Page text:
ISLAMABAD, Pakistan -- A Pakistani court dropped five corruption cases Wednesday against a leader of the opposition party that won last month's parliamentary elections. Asif Ali Zardari, the party's co-chairman, is the widower of assassinated former prime minister Benazir Bhutto. He became known among Pakistanis by the nickname "Mr. Ten Percent" for allegedly pocketing kickbacks during the 1990s when his wife was in office...

By STEPHEN GRAHAM ~ The Associated Press

ISLAMABAD, Pakistan -- A Pakistani court dropped five corruption cases Wednesday against a leader of the opposition party that won last month's parliamentary elections.

Asif Ali Zardari, the party's co-chairman, is the widower of assassinated former prime minister Benazir Bhutto. He became known among Pakistanis by the nickname "Mr. Ten Percent" for allegedly pocketing kickbacks during the 1990s when his wife was in office.

He spent years in jail without being convicted and insists the charges were politically motivated. Now, Bhutto's assassination in December and his takeover of the party have made him a key figure in Pakistan's move back toward democracy after years of military rule.

Data supplied:
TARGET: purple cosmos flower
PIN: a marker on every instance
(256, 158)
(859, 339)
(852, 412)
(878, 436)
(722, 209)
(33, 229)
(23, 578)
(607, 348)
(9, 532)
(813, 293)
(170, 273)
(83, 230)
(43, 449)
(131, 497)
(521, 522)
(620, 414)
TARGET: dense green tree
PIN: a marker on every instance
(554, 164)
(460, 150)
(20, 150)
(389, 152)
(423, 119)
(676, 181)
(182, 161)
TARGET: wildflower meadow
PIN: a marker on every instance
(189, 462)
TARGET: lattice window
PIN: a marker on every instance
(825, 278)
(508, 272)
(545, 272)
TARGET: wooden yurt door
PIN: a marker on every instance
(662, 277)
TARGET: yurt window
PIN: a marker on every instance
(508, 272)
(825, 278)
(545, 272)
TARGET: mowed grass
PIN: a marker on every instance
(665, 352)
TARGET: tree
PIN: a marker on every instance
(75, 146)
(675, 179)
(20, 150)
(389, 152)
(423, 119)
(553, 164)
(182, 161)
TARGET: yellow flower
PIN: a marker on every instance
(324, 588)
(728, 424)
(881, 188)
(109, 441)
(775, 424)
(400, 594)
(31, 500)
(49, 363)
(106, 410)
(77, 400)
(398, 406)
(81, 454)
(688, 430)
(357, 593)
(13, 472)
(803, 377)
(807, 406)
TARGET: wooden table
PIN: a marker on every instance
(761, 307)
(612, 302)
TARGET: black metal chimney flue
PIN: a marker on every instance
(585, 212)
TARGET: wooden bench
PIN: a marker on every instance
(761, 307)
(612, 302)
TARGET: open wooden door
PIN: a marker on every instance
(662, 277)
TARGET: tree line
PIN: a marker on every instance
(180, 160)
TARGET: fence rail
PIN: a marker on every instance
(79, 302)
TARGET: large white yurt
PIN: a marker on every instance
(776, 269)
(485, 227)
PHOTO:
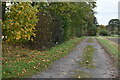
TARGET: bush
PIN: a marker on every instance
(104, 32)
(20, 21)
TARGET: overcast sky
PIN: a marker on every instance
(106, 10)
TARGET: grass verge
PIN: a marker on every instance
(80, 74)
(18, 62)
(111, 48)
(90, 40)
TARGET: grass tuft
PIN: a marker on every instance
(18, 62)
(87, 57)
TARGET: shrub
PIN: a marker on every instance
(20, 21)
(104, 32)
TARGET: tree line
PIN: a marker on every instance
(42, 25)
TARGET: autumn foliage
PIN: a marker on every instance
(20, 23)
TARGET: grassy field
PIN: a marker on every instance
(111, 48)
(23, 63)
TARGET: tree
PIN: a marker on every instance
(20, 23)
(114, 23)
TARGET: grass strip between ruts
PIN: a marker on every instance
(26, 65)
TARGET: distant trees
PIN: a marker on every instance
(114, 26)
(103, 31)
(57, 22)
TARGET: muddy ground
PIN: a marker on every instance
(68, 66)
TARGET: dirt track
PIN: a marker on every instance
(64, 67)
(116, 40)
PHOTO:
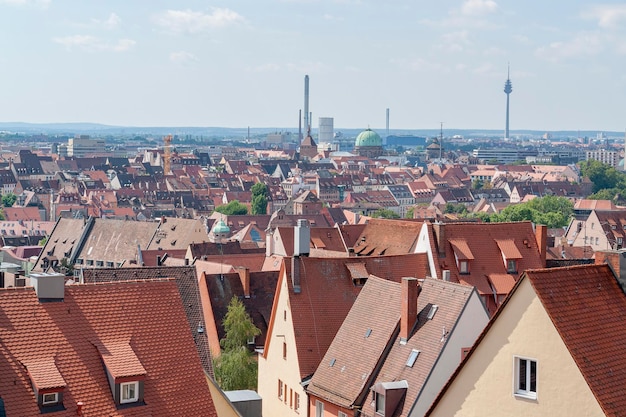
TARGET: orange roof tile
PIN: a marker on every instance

Problems and tasks:
a: In the news article about Pakistan, what nickname did Asif Ali Zardari become known by among Pakistanis?
b: Reproduce the passage from the news article about Pakistan, starting at "By STEPHEN GRAHAM" and ending at "of military rule.".

Answers per task:
a: "Mr. Ten Percent"

b:
By STEPHEN GRAHAM ~ The Associated Press

ISLAMABAD, Pakistan -- A Pakistani court dropped five corruption cases Wednesday against a leader of the opposition party that won last month's parliamentary elections.

Asif Ali Zardari, the party's co-chairman, is the widower of assassinated former prime minister Benazir Bhutto. He became known among Pakistanis by the nickname "Mr. Ten Percent" for allegedly pocketing kickbacks during the 1990s when his wife was in office.

He spent years in jail without being convicted and insists the charges were politically motivated. Now, Bhutto's assassination in December and his takeover of the party have made him a key figure in Pakistan's move back toward democracy after years of military rule.